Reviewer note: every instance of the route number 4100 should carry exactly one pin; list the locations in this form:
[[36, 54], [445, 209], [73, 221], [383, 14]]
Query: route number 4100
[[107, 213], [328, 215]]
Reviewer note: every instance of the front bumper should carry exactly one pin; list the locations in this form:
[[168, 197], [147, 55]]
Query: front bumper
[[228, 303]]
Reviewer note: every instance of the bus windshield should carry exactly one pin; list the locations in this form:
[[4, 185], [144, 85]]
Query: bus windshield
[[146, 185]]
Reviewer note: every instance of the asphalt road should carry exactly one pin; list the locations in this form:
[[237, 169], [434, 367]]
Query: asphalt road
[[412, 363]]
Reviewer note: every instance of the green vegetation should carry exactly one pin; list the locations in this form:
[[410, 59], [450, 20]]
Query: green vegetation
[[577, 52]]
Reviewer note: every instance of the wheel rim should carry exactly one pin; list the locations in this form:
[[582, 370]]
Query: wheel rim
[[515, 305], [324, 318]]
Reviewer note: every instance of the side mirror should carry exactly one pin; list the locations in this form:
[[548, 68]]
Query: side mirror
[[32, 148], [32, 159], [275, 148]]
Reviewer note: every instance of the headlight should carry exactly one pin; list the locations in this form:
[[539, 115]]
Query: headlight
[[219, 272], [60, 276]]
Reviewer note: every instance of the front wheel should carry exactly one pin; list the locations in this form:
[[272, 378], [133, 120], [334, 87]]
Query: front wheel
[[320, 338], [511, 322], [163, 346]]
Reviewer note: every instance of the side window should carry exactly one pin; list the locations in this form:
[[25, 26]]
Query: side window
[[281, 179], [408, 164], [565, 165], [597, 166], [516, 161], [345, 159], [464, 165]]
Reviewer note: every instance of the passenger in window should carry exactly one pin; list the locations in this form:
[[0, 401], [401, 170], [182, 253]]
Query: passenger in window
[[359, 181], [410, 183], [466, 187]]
______________________________
» AIM OF THE EXERCISE: Would you repeat all the material exactly as it is shown?

» FINAL ANSWER:
Reviewer note: every instance of the route number 4100 should carry exactly one pin; list the locations in this form:
[[36, 54], [445, 209], [73, 221], [383, 14]]
Query: route number 4100
[[107, 213], [328, 215]]
Reviewer note: every instance of the front bumper should carry exactly one pin; list the locations in this form:
[[168, 197], [147, 55]]
Query: front bumper
[[228, 303]]
Reviewer note: every instance of the bus windshield should carry exactly one pin; list the locations in this form:
[[4, 185], [144, 85]]
Query: bus windshield
[[146, 185]]
Reviewer note: every instance of the asphalt road should carry exactly one pin; list the locations in this form:
[[237, 169], [434, 367]]
Query: asphalt road
[[412, 363]]
Reviewer note: every instance of the green vegetation should carry exactly one pin; list the locations in this form:
[[410, 59], [450, 20]]
Query: green vegetation
[[577, 52]]
Reviewer note: every instance of the wheel rim should carry exactly one pin; list the locations in this form:
[[582, 370]]
Query: wheel rim
[[515, 305], [324, 318]]
Reviewer note: every instance of the side mirror should carry exactly one pin; list the locations in this form:
[[548, 68]]
Query: side mirror
[[32, 148], [32, 159], [275, 148]]
Reviewer note: every instance of the headlight should carry exactly one pin; list the locations in this form:
[[539, 115]]
Query: headlight
[[219, 272], [60, 276]]
Reviewer note: every instance of the front wheel should carry exactly one pin; list the locations in this form:
[[272, 378], [133, 120], [334, 87]]
Query: front wheel
[[320, 338], [511, 322], [163, 346]]
Reviewer note: every instance of the side window should carry exactly one pin; list the locations in this form:
[[25, 26]]
Query: side window
[[281, 179], [408, 164], [565, 165], [597, 166], [516, 161], [345, 159], [464, 165]]
Reviewer note: every instance of the passenger in window should carry exactly one pin; list the locations in this form:
[[0, 401], [401, 170], [182, 253]]
Query: passenger in window
[[359, 181], [410, 183], [466, 187]]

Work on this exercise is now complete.